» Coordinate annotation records
<<<<
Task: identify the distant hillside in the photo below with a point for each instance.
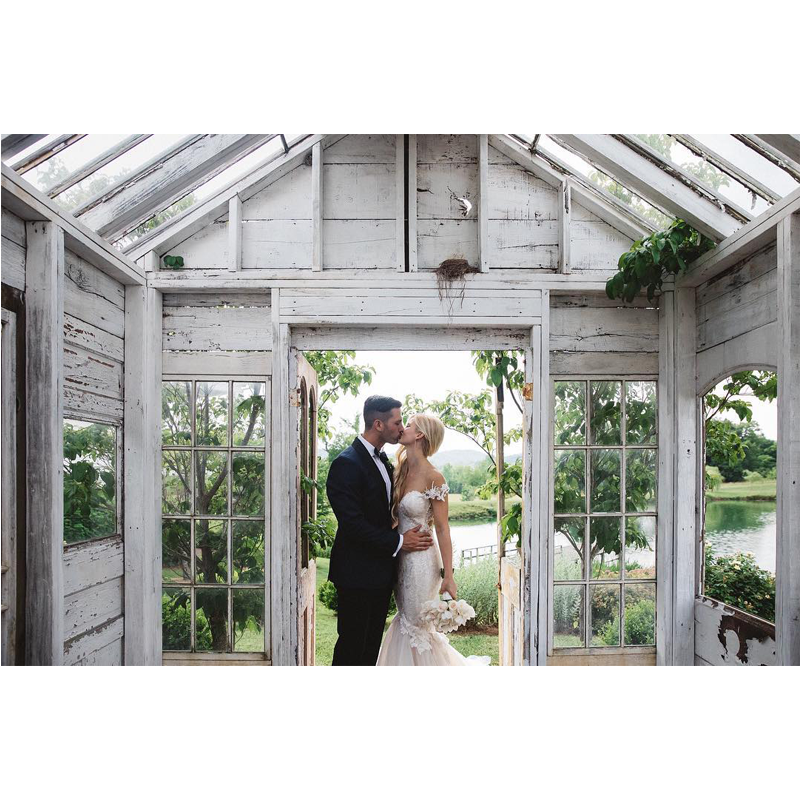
(469, 458)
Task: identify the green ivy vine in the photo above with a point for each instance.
(651, 259)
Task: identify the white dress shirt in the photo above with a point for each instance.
(386, 479)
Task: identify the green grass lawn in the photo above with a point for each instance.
(466, 644)
(744, 490)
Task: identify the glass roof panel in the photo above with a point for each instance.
(113, 172)
(749, 161)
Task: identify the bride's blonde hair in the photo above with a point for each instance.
(432, 429)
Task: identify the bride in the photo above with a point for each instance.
(420, 497)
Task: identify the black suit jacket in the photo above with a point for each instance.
(363, 550)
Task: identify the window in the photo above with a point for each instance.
(214, 436)
(90, 481)
(605, 467)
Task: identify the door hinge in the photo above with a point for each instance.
(527, 391)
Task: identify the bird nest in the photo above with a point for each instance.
(451, 279)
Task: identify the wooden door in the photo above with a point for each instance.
(9, 510)
(306, 393)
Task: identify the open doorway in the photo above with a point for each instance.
(460, 387)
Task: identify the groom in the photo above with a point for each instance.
(364, 554)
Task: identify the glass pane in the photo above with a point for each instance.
(176, 422)
(570, 412)
(640, 412)
(248, 620)
(248, 484)
(176, 560)
(211, 551)
(570, 481)
(605, 480)
(640, 548)
(606, 545)
(568, 550)
(176, 619)
(90, 480)
(211, 473)
(248, 552)
(176, 478)
(212, 414)
(211, 622)
(249, 417)
(641, 477)
(605, 616)
(640, 614)
(568, 616)
(606, 403)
>>>>
» Task requirements
Give all the entries again exactly, dropping each picture.

» Completed task
Task: identify the distant hillside in the photo below with a point for each instance.
(469, 458)
Task: identify the green ivy vine in the photo above with a point for each instance.
(651, 259)
Task: identify the white dress shirt in the photo above with a point for each instance.
(386, 479)
Task: identify the green grass lawn in the photo above with a point for each instance.
(466, 644)
(744, 490)
Task: identify the glass roof panel in the photo above with a point for each instance.
(113, 172)
(749, 161)
Task: identify the bride's blonde hair in the photo above with a point for each instance.
(432, 429)
Task: identify the bride in the photo above with a point for each instance.
(420, 497)
Task: identify the black suit jacket in the photo above with a point for each instance.
(363, 550)
Task: identify the window in the photo above with a point for each instance.
(214, 436)
(90, 481)
(605, 467)
Task: identify the door hinge in the photo above with a point for each instance.
(527, 391)
Task: identify the bird nest in the photo above with a point for each instance.
(451, 279)
Task: identify the wooden door in the photo above with a point for each instance.
(9, 510)
(306, 393)
Task: identify the open doorway in the photo above with a point for each instance.
(460, 387)
Task: identify the groom in the photo above with a point for each instance.
(364, 554)
Task: identify the glass pane in the photo above with a point for each instance.
(176, 422)
(570, 412)
(640, 412)
(248, 620)
(248, 484)
(176, 560)
(211, 551)
(570, 481)
(605, 480)
(640, 548)
(606, 545)
(568, 550)
(176, 619)
(90, 480)
(211, 473)
(248, 552)
(176, 478)
(212, 414)
(211, 622)
(249, 417)
(641, 477)
(605, 616)
(640, 614)
(568, 616)
(606, 403)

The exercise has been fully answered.